Email access is required for self-service account recovery, but there are plenty of other documented methods:

https://support.steampowered.com/kb_article.php?ref=5421-QTF...


Hmm, what I mean is, I open up Steam on my Linux system. Usually it remembered my login but sometimes I need to login again. If I then type my password, it says: "type the code we emailed to continue".

So if I wouldn't have access to that email account, I couldn't login and lose the Steam account, even when knowing the password.

Although, some of the methods from the link would still work, so that's solved, I guess.


Except that even if you use Steam Mobile you can't turn off email-based "self-service account recovery" in Steam. Your email account is always going to be the final key to control of your account.


Which is why my email accounts have warned me that every time a botnet cracks my Steam account password there are attempts to open what they think is my email account with the password they just cracked. My Steam account password these days is cracked scarily often, and I'm afraid my Steam account is now one of my weakest links in my online security footprint. I'm not dumb enough to use the same password for my email addresses as my Steam account, but the fact that Steam seems to be allowing password spray fast enough that machines keep cracking 50+ character passwords in days is alarming.

(ETA: Note the reason I mention 50+ is that I specifically vary the length randomly; when I don't the cracks drop to hours apart.)


I'm curious about what specific thing is signaling to you that your Steam password has been cracked. (I assume you mean brute forced?)

◆ GIVEN INFORMATION ◆

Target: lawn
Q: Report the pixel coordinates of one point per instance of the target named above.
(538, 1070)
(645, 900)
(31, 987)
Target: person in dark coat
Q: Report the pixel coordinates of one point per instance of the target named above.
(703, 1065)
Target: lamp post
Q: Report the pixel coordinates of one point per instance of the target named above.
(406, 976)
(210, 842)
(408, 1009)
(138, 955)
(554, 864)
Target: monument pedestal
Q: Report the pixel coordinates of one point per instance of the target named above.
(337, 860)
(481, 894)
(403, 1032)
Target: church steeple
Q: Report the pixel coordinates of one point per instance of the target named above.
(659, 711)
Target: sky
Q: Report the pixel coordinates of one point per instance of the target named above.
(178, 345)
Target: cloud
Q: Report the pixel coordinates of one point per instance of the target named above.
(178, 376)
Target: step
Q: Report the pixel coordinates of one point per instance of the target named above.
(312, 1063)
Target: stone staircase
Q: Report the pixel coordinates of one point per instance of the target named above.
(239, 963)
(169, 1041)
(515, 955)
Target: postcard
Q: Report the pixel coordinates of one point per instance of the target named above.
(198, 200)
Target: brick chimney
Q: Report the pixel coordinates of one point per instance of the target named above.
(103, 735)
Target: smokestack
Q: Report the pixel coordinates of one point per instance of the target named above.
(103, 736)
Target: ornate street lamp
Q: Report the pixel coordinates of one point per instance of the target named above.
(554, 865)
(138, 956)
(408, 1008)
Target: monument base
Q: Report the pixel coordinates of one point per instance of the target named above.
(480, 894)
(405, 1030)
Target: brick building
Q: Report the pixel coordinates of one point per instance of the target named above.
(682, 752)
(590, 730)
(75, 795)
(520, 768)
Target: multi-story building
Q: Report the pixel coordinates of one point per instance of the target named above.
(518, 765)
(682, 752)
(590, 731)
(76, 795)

◆ WRITTEN INSTRUCTION ◆
For each statement, say yes or no to whether it agrees with the Steam account recovery discussion above, and quote the words from it that decide. (a) Self-service account recovery requires access to email. (b) Steam Mobile users can switch off email-based self-service account recovery. (c) One commenter uses the same password for their email addresses and their Steam account.

◆ SOLUTION ◆
(a) Yes: "Email access is required for self-service account recovery"
(b) No: "even if you use Steam Mobile you can't turn off email-based"
(c) No: "I'm not dumb enough to use the same password for my email addresses as my Steam account"